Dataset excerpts
::::::

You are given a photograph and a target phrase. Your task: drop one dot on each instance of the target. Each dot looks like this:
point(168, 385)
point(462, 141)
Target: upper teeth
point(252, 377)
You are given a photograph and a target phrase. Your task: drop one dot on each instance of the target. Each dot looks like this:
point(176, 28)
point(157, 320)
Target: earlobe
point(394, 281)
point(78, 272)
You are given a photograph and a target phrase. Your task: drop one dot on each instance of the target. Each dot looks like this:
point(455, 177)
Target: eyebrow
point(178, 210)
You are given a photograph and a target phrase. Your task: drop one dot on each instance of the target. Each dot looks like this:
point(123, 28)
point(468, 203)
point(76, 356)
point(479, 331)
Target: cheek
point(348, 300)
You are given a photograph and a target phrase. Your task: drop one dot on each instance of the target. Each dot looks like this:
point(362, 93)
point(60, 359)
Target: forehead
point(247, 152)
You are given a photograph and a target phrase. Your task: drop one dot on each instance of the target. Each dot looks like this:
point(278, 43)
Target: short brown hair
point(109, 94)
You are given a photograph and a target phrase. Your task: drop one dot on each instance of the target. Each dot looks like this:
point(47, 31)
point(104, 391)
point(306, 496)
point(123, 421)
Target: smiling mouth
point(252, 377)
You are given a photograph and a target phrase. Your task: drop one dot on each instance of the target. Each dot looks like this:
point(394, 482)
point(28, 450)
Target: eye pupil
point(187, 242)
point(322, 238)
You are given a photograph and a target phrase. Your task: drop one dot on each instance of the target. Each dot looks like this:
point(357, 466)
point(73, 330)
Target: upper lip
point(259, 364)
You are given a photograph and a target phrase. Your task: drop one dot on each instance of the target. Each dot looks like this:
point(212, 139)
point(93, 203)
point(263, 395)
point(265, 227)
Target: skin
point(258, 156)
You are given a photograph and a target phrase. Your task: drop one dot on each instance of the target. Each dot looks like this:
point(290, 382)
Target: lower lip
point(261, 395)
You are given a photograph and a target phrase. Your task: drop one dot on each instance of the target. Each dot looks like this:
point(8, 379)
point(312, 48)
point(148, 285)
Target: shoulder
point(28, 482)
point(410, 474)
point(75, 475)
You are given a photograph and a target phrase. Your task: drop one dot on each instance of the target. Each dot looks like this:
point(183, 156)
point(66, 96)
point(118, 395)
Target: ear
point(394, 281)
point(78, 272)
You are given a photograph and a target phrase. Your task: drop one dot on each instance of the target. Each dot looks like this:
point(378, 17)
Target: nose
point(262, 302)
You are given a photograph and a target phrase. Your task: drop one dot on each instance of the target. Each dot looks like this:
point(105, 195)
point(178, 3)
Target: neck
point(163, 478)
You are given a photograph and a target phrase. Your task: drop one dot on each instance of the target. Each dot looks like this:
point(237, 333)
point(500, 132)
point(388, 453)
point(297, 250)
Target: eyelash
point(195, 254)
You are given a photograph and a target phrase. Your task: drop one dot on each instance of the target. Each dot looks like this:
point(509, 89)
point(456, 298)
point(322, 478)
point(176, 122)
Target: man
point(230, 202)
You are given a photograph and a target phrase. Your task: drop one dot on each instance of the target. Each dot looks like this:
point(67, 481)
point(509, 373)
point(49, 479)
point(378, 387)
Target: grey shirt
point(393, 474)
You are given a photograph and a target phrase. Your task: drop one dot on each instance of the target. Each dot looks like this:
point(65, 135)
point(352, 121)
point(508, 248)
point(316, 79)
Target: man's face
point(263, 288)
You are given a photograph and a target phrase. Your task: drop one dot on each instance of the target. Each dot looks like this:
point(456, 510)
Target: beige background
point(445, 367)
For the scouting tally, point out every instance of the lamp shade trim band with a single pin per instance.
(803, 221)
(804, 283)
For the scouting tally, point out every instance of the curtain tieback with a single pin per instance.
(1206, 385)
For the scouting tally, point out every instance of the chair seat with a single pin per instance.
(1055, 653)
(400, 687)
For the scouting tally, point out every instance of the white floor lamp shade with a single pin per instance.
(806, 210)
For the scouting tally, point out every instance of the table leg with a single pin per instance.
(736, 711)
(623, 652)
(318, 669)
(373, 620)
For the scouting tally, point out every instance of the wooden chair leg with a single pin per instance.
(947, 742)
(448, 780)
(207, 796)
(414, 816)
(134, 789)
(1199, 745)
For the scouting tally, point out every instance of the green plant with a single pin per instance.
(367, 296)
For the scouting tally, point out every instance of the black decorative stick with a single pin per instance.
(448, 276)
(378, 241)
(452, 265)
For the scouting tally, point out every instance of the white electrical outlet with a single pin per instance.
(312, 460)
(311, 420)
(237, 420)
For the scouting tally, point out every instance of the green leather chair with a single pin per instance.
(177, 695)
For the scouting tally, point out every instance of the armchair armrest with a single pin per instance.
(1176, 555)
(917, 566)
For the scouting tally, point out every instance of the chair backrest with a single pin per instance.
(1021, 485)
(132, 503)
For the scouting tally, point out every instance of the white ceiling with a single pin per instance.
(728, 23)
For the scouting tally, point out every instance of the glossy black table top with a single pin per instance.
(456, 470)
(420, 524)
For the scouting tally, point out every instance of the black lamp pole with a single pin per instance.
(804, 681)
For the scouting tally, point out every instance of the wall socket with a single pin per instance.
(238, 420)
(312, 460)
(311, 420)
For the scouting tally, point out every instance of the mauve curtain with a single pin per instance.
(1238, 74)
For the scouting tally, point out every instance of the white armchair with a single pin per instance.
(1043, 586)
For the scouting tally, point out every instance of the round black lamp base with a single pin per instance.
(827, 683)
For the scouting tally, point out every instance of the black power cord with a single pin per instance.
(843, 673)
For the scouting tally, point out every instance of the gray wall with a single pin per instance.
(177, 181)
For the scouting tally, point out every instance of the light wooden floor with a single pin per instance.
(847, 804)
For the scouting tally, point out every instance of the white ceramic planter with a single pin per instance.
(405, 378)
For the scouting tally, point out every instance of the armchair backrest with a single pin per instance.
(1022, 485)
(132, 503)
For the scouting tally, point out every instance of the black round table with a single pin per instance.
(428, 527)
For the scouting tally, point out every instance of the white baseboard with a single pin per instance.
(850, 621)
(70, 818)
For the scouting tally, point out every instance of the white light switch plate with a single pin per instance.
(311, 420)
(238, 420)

::::::

Please return all of the records exactly.

_Reply:_
You are given a photograph and a target phrase. Your task: drop one dot on each instance of the target. Each dot looks like this:
point(168, 385)
point(462, 141)
Target: upper teeth
point(252, 377)
You are given a photograph and a target phrase. Your task: drop one dot on each instance of the target. Each dot looks like this:
point(176, 28)
point(157, 320)
Target: earlobe
point(394, 281)
point(78, 272)
You are given a photograph and a target phrase. Your task: drop one dot on each instance of the target. Each dot looks like this:
point(455, 177)
Target: eyebrow
point(178, 210)
You are given a photograph and a target phrase. Your task: drop one dot on each instance of the target. Each dot looks like this:
point(123, 28)
point(468, 203)
point(76, 356)
point(479, 331)
Target: cheek
point(348, 300)
You are given a photograph and a target phrase. Your task: drop one dot on each instance of the target. Each dot looks like this:
point(362, 93)
point(60, 359)
Target: forehead
point(247, 152)
You are given a photograph and a target phrase. Your task: drop one dot on each instance of the target. Each dot looks like this:
point(278, 43)
Target: short brown hair
point(109, 94)
You are given a photograph and a target phrase. Your task: drop one dot on each instance of the target. Each dot looks like this:
point(47, 31)
point(104, 391)
point(306, 496)
point(123, 421)
Target: smiling mouth
point(252, 377)
You are given a photograph and a target phrase. Your task: drop one dot on each instance of the target. Each dot looks like this:
point(394, 482)
point(28, 450)
Target: eye pupil
point(187, 242)
point(322, 238)
You are given a photograph and a target phrase. Your task: drop one dot on each instance of the target. Each dot looks like this:
point(357, 466)
point(73, 330)
Target: upper lip
point(259, 364)
You are given a photograph and a target phrase. Your task: drop one dot on each instance of the target. Each dot looks like this:
point(212, 139)
point(93, 203)
point(263, 395)
point(265, 227)
Target: skin
point(258, 156)
You are given a photograph and a target phrase. Your task: drop one dot on each instance of the target. Each dot looks like this:
point(290, 382)
Target: lower lip
point(261, 395)
You are given a photograph and a target phrase. Your task: drop one dot on each instance of the target. Each dot looks like this:
point(8, 379)
point(312, 48)
point(148, 285)
Target: shoulder
point(28, 482)
point(410, 474)
point(75, 475)
You are given a photograph and a target phrase. Your task: drop one dot on each instance of the target. Each dot looks like this:
point(183, 156)
point(66, 96)
point(118, 395)
Target: ear
point(394, 281)
point(78, 272)
You are given a photograph and a target phrase. Your task: drop one dot on each instance of the target. Each dot looks like this:
point(378, 17)
Target: nose
point(262, 302)
You are given a photograph and a target phrase. Your task: drop one dot on each instance of the target. Each dot looks like this:
point(105, 195)
point(178, 3)
Target: neck
point(163, 478)
You are given a photograph and a target phrase. Your task: drop one dot on each instance of the target. Each dot looks like this:
point(237, 333)
point(500, 132)
point(388, 453)
point(297, 250)
Target: eyelash
point(195, 254)
You are given a photograph and a target phrase. Your task: drop one dot on each instance of the target. Each dot looks like this:
point(509, 89)
point(456, 298)
point(322, 478)
point(176, 122)
Target: man
point(230, 202)
You are given a photograph and a target phrase. Your task: drop one dot on each instance of the target. Each dot looks like this:
point(67, 481)
point(509, 373)
point(49, 479)
point(378, 387)
Target: grey shirt
point(393, 474)
You are given a photograph and a target phrase. Your task: drop one dot on each instance of the target. Each dot looks like this:
point(65, 135)
point(352, 121)
point(508, 248)
point(316, 79)
Target: man's face
point(263, 288)
You are given a photograph and a target phrase. Your task: drop one dot on each instance of the target. Each dot looks like this:
point(456, 510)
Target: beige background
point(445, 367)
For the scouting tally, point out every instance of the lamp shade trim band with a single pin per instance.
(803, 221)
(804, 283)
For the scouting tally, point out every instance of the curtain tieback with a single pin per instance.
(1206, 385)
For the scouting tally, point out every instance of the chair seat with a single pin per instance.
(1055, 653)
(400, 687)
For the scouting tally, point out every instance of the white floor lamp shade with a single pin per instance.
(806, 210)
For the scouting tally, point out every instance of the table leg with a single pin per instance.
(736, 711)
(623, 652)
(318, 669)
(373, 620)
For the scouting tally, point out every instance of the wooden chair leg with a single pin per instance.
(947, 742)
(448, 780)
(207, 796)
(414, 816)
(134, 789)
(1199, 745)
For the scouting tally, point out every instance of the green plant with a single pin per instance.
(367, 296)
For the scouting tally, point out every instance of the black decorative stick with a single pin per instance.
(448, 276)
(378, 241)
(452, 265)
For the scouting tally, point out every instance of the white electrical outlet with a single pin per instance.
(312, 460)
(311, 420)
(237, 420)
For the scouting tally, point out every instance of the green leather chair with a single pin per instance.
(177, 695)
For the scouting tally, point out every instance of the armchair armrest with a single pin per instance.
(1176, 555)
(917, 566)
For the scouting tally, point out every instance of the chair backrest with a single pin per instance.
(1021, 485)
(132, 503)
For the scouting tally, point out every instance of the white ceiling with a single pin per instance.
(728, 23)
For the scouting tally, point out every instance of the glossy black table top with a single pin per instance.
(456, 470)
(420, 524)
For the scouting tally, point out every instance of the black lamp pole with a single pin per instance.
(804, 681)
For the scouting tally, point out every instance of the wall socket with a single pin per instance.
(238, 420)
(312, 460)
(311, 420)
For the scouting tally, point out every instance of the mauve curtain with a single pin per instance.
(1238, 74)
For the scouting tally, point out every instance of the white armchair with a single pin per instance.
(1043, 586)
For the scouting tally, point out every instance of the round black lamp base with a single pin per instance.
(827, 683)
For the scouting tally, point out every instance of the black power cord with a single pin per instance.
(843, 673)
For the scouting tally, point out every instance of the gray wall with a single pin per instance.
(177, 181)
For the scouting tally, point out every instance of the light wooden floor with a single pin per instance.
(847, 804)
For the scouting tally, point out every instance of the white ceramic planter with a single pin per instance.
(405, 378)
For the scouting tally, point out every instance of the armchair backrest with a single pin per instance.
(1022, 485)
(132, 503)
For the scouting tally, point out every instance of the black round table with a single pin per instance.
(428, 527)
For the scouting tally, point out every instance of the white baseboard with a single pin per instance.
(850, 621)
(70, 818)
For the scouting tally, point out every instance of the white light switch plate with a single pin per instance.
(311, 420)
(238, 420)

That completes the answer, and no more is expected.